Огромный диск негреющего солнца медленно сползал к горизонту. Последние километры автомагистрали на Ченстохов были пройдены при отблесках уходящего дня. В сумерках передовой отряд с ходу ворвался на северо-восточную окраину города. Командир бригады приказал Хохрякову наступать в направлении парка, расположенного в центре, выйти на западную окраину города, закрепиться и не допустить подхода резервов врага со стороны Люблинец.
Танки устремились вперед, но с каждым метром их продвижения нарастало сопротивление врага. 20 бомбардировщиков, базировавшихся на аэродроме в 12 километрах от Ченстохова, обрушились на стальные машины. Укрываясь от их ударов, танки втянулись в город и начали уличные бои.
Командир бригады выслал в район аэродрома десант. Аэродром захватили. И танковые батальоны вновь вышли на ранее заданные направления, избежав затяжных уличных боев.
К полуночи батальон гвардии майора С. Хохрякова и мотострелковый батальон капитана Н. Горюшкина вели сражения на подступах к железнодорожной станции, обороняемой противником с необычным упорством: там заканчивалось формирование нескольких эшелонов.

РАЗДЕЛ ДАННЫХ:
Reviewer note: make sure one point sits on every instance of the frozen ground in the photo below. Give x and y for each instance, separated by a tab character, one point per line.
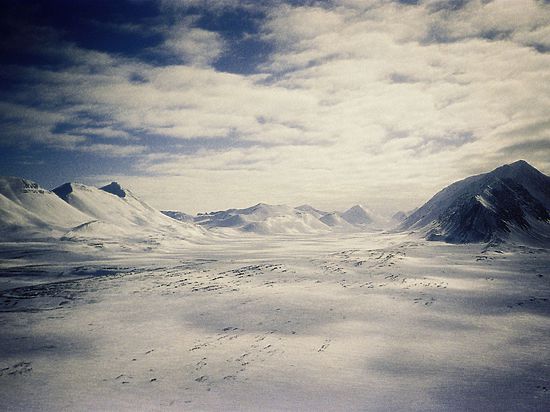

ЗАДАНИЯ:
[a] Скопируйте без изменений фрагмент текста о боях за Ченстохов, который начинается со слов «Огромный диск негреющего» и заканчивается словами «со стороны Люблинец.».
[b] Перескажите короче абзац текста о боях за Ченстохов, начинающийся словами «Танки устремились вперед», сохранив его основные факты.
Листинг для выполнения заданий не понадобится.

ОТВЕТЫ К ЗАДАНИЯМ:
[a]
Огромный диск негреющего солнца медленно сползал к горизонту. Последние километры автомагистрали на Ченстохов были пройдены при отблесках уходящего дня. В сумерках передовой отряд с ходу ворвался на северо-восточную окраину города. Командир бригады приказал Хохрякову наступать в направлении парка, расположенного в центре, выйти на западную окраину города, закрепиться и не допустить подхода резервов врага со стороны Люблинец.

[b] С каждым метром продвижения танков сопротивление врага усиливалось. По машинам ударили 20 бомбардировщиков с аэродрома в 12 километрах от Ченстохова. Укрываясь от них, танки вошли в город и начали уличные бои.